* [Written exercise] Quote the lines below exactly, from the one that holds "Kindly provide the mask of every instance of the mist" through the final line of the records, and only those.
---------- Input for this task
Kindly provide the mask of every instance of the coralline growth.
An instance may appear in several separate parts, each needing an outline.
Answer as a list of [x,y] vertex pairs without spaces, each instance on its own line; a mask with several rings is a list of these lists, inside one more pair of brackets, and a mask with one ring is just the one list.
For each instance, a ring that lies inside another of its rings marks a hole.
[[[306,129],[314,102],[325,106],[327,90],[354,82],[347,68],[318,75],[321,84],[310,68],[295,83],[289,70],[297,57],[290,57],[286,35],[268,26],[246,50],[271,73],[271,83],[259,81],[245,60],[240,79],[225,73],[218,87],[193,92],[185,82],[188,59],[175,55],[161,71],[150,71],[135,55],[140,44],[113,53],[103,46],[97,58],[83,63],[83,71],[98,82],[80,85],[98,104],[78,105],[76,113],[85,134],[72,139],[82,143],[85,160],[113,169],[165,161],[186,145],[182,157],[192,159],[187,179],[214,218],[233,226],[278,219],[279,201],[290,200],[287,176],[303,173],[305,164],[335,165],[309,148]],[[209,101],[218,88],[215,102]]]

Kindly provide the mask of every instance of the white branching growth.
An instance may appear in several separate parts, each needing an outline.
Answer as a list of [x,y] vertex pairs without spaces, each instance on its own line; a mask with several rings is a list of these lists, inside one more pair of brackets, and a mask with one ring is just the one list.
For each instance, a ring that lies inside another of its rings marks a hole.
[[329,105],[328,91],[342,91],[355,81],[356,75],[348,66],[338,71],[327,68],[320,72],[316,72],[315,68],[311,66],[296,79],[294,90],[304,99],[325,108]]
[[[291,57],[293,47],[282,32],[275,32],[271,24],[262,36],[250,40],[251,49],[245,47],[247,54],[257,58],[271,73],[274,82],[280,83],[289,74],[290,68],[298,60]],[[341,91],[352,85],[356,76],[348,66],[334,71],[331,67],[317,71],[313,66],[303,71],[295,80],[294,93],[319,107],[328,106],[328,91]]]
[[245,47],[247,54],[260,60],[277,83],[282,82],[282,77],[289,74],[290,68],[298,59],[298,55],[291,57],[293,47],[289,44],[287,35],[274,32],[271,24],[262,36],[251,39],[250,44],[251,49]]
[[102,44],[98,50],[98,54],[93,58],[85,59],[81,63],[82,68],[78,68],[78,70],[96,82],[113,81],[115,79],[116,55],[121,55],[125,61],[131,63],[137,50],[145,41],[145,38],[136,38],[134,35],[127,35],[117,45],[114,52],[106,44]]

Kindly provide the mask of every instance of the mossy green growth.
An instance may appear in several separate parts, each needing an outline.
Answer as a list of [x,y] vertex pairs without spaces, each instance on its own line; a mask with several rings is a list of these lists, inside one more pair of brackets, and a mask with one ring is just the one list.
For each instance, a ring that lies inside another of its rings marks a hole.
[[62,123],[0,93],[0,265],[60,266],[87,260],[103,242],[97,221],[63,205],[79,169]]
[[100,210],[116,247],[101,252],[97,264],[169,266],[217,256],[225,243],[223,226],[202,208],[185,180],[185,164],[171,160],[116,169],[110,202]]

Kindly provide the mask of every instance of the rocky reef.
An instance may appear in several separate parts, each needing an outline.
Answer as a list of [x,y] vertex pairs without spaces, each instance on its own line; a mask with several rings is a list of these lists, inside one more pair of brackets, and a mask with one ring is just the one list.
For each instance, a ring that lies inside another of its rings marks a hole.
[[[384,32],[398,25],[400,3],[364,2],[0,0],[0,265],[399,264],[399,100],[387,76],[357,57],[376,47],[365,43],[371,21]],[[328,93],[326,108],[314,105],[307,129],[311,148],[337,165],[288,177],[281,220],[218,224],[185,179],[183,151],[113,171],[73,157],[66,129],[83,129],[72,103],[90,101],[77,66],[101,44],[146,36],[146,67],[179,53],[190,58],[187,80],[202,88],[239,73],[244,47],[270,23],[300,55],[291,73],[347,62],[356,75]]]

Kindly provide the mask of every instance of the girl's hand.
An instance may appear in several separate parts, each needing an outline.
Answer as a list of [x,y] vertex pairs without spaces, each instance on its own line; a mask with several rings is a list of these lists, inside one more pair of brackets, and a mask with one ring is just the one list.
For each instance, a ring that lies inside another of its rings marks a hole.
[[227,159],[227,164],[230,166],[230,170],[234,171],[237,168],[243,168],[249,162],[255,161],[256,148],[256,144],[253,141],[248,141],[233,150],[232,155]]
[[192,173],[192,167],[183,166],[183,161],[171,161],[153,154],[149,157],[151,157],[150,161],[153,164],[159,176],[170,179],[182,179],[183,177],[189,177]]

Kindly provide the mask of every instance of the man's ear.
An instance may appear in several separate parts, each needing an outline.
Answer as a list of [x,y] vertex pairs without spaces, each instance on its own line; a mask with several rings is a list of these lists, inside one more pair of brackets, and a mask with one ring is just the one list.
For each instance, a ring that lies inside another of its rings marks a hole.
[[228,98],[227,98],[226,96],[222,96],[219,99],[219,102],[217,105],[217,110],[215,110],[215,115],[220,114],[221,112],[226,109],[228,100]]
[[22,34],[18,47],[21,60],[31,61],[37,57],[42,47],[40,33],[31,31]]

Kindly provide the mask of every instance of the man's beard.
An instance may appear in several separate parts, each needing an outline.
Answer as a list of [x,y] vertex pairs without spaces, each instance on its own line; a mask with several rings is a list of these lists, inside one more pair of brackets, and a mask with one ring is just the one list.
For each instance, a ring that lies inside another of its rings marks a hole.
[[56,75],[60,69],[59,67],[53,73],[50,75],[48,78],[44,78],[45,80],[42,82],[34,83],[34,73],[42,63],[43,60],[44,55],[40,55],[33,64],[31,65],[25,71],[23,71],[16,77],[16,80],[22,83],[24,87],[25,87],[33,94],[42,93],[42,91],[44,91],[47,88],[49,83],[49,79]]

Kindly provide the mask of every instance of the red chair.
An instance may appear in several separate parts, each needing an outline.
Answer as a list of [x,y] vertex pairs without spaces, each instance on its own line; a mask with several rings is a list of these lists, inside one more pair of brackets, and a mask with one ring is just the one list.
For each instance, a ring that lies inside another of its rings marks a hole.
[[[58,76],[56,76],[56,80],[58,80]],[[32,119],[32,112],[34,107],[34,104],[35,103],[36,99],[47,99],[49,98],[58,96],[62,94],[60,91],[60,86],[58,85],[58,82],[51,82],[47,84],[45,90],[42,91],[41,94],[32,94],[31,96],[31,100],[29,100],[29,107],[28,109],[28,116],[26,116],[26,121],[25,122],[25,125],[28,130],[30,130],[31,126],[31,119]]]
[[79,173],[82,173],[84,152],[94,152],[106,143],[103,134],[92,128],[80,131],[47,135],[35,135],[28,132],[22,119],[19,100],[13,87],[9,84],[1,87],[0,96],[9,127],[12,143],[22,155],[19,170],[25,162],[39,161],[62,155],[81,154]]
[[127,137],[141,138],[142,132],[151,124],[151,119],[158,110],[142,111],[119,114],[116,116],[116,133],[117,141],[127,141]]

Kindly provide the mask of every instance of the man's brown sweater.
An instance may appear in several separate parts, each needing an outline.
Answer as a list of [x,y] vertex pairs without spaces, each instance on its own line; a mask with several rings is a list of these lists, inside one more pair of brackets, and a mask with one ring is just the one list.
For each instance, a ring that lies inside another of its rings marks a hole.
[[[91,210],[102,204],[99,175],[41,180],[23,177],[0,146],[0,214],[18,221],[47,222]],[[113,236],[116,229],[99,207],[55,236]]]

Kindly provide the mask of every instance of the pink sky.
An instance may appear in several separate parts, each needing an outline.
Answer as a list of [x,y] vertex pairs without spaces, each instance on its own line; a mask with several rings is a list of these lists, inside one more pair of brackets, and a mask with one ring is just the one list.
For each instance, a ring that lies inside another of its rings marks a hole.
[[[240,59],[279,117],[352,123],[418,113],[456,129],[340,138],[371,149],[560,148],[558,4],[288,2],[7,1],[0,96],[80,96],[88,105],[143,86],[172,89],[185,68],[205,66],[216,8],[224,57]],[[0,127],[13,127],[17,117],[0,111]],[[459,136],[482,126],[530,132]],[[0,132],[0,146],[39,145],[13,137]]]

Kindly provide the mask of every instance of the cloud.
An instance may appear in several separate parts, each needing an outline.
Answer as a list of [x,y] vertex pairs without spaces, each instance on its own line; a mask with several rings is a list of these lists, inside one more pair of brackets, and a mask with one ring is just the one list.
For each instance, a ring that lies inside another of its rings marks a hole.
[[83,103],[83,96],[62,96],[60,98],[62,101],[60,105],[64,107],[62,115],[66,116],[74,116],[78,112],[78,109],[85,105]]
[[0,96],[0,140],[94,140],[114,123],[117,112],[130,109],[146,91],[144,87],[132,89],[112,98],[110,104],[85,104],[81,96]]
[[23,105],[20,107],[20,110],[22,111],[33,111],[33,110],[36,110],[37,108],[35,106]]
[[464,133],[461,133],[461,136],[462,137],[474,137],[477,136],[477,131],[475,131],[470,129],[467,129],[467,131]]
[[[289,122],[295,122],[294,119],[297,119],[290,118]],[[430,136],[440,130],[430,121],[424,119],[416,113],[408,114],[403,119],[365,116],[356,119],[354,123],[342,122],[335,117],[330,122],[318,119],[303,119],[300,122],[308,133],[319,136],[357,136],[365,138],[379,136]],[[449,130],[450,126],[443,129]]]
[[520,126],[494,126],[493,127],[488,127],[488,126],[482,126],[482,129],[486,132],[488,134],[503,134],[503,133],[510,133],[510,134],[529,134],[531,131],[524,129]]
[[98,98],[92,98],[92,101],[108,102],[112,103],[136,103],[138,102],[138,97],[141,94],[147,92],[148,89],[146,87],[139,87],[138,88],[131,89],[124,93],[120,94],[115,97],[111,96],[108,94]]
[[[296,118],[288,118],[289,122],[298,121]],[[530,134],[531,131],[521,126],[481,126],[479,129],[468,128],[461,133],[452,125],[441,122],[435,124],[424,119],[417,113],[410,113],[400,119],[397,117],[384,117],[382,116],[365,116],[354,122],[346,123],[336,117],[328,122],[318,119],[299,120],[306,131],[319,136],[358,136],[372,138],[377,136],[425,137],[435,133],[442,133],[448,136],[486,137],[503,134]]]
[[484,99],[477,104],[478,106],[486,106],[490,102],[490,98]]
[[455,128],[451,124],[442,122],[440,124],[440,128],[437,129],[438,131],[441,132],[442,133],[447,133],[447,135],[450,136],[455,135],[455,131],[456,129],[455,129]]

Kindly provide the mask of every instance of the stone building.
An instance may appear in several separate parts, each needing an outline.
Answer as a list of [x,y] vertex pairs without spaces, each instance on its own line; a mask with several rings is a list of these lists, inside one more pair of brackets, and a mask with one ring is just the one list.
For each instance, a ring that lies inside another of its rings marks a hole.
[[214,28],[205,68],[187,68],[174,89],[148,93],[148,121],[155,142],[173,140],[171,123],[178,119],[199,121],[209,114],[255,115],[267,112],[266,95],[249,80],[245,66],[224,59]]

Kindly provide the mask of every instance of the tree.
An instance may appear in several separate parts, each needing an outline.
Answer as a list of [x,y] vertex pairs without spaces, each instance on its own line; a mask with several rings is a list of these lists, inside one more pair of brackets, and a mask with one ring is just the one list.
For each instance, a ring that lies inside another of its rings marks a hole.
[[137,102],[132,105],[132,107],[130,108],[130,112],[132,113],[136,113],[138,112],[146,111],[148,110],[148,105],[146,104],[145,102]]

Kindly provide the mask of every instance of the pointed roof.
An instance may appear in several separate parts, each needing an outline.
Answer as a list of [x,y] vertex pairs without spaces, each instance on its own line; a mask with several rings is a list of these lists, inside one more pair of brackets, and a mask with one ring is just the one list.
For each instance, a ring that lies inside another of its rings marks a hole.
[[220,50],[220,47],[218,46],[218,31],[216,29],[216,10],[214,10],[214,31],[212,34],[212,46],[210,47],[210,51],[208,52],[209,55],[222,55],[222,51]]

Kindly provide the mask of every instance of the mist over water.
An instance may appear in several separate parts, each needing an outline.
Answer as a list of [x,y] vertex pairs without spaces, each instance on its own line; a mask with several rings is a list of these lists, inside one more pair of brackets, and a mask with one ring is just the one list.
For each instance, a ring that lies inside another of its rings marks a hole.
--------------------
* [The result]
Kindly provide the mask of every instance of the mist over water.
An instance may appear in several separate parts, each needing an outline.
Answer as a list of [x,y] vertex pairs without spaces, each instance on its own line; a mask with several rings is a list of these lists, inside one more pair of brackets, and a mask with one ring is just the one list.
For each instance, a ring that lies inside another of its rings marks a hole.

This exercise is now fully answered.